Mich selbst trifft es als Friedfischler kaum, aber z.B. mein Angelkumpel der an dem Flüsschen an ganz anderer Stelle mit der Fliegenfuchtel unterwegs ist, ist nun natürlich der Gelackmeierte, ebenso wie viele vernünftige und nette Spinnfischerkollegen die ich dort ab und an treffe.
Alles nur wegen einigen rücksichtslosen Reisserabauken, die es nicht lassen konnten.


*Das ist natürlich genau die typische Art von Totalmassnahme, die einerseits weit übers Ziel hinausschiesst, andererseits aber zu kurz greift bzw. am Kern der Sache vorbeigeht. Der freundliche Mitarbeiter vom Verband teilte mir aber mit, das auch er nicht zufrieden mit der Umsetzung und noch nachgebessert werden soll.


----------



## Taxidermist (12. Januar 2021)

Ganz einfach, weil aus der Sicht des unterprivilegierten Uferanglers, die Chance besteht, dass der Bootsangler mehr fängt, der Schleppende erst recht und wenn er noch dazu ein E-Lot benutzt, dann regt sich Unmut.

Jürgen


----------



## rustaweli (12. Januar 2021)

Minimax schrieb:


> Wobei.. Da fällt mir jetzt ein ganz ähnlicher aktueller Vorgang aus meiner Gegend ein.
> 
> Nachdem an einer bestimmten Stelle meines Lieblingsflüsschens Jahr um Jahr Fische unter Mäntelchen der Spinnangelei planmäßig gerissen werden, hat der Landesverband jetzt ernst gemacht und für einen Teil des Jahres ein totales Kunstköderverbot für den gesamten Flussverlauf eingeführt. Nachfrage beim Verband ergab, das dies auch Künstl. Fliegen oder sogar Gummimaiskörner einschließt.*
> 
> ...


?
Sicher daß es sich da nicht eher um Schonzeiten und ein generelles Kunstköderverbot handelt?
Man weiß das dies 1 Angler, macht und führt deswegen sowas ein anstatt an ihn direkt ranzutreten? Und das restliche Jahr reißt er dann nicht mehr? Eigenartiger Verband und Begründung!

Nachtrag:
Hatte ein Angler gelesen, Nachtschicht halt.
Von wann bis wann gilt denn das Verbot?


----------



## Bankside Dreamer (12. Januar 2021)

Vielleicht wird das Schleppangeln als eine Art _"Search 'n' Destroy" _Methode und damit einfach als zu effektiv angesehen?

※ ※ ※

▶ Vorgegebenes Ziel 1
Gib aus der Forumsdiskussion über das Angeln den Abschnitt wortgetreu aus, der mit den Worten "Mich selbst trifft" beginnt und mit den Worten "nicht lassen konnten." endet.
▶ Vorgegebenes Ziel 2
Welche Benutzernamen stehen in der Forumsdiskussion über das Angeln mit Datum als Überschrift über einem Beitrag? Nenne alle.
▶ Vorgegebenes Ziel 3
Schreibe die Forumsdiskussion über das Angeln im Anschluss an ihren letzten Satz weiter.

▶ Datenauszug
※ ※ ※

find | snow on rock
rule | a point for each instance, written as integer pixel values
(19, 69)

※ ※ ※

▶ Antwort 1
Mich selbst trifft es als Friedfischler kaum, aber z.B. mein Angelkumpel der an dem Flüsschen an ganz anderer Stelle mit der Fliegenfuchtel unterwegs ist, ist nun natürlich der Gelackmeierte, ebenso wie viele vernünftige und nette Spinnfischerkollegen die ich dort ab und an treffe.
Alles nur wegen einigen rücksichtslosen Reisserabauken, die es nicht lassen konnten.

▶ Antwort 2
Taxidermist, rustaweli, Bankside Dreamer

▶ Antwort 3
Gerade die für die Küche interessanten Raubfische werden schließlich so erbeutet und auch deren Aufenthaltsgebiete relativ leicht ausfindig gemacht.

Interessensgruppen gibt es hier sicherlich viele, etwa den einen oder anderen Uferangler oder aber etwaige Berufsfischer, welche den Bestand an guten Speisefischen ebenfalls für sich nutzen wollen.

Wahrscheinlich ist deren Angst aber wohl eher unbegründet,
jedenfalls solange das Gewässer groß genug ist und auch die Reproduktionsrate genügend her gibt.


----------



## schlotterschätt (12. Januar 2021)

rustaweli schrieb:


> ?
> Sicher daß es sich da nicht eher um Schonzeiten und ein generelles Kunstköderverbot handelt?


Korrekt von Minimax beschrieben, ick kenne die Strecke !


----------



## rustaweli (12. Januar 2021)

schlotterschätt schrieb:


> Korrekt von Minimax beschrieben, ick kenne die Strecke !


Finde ich heftig. Schonzeit ok, aber so?! Von wann bis wann denn?


----------



## Minimax (12. Januar 2021)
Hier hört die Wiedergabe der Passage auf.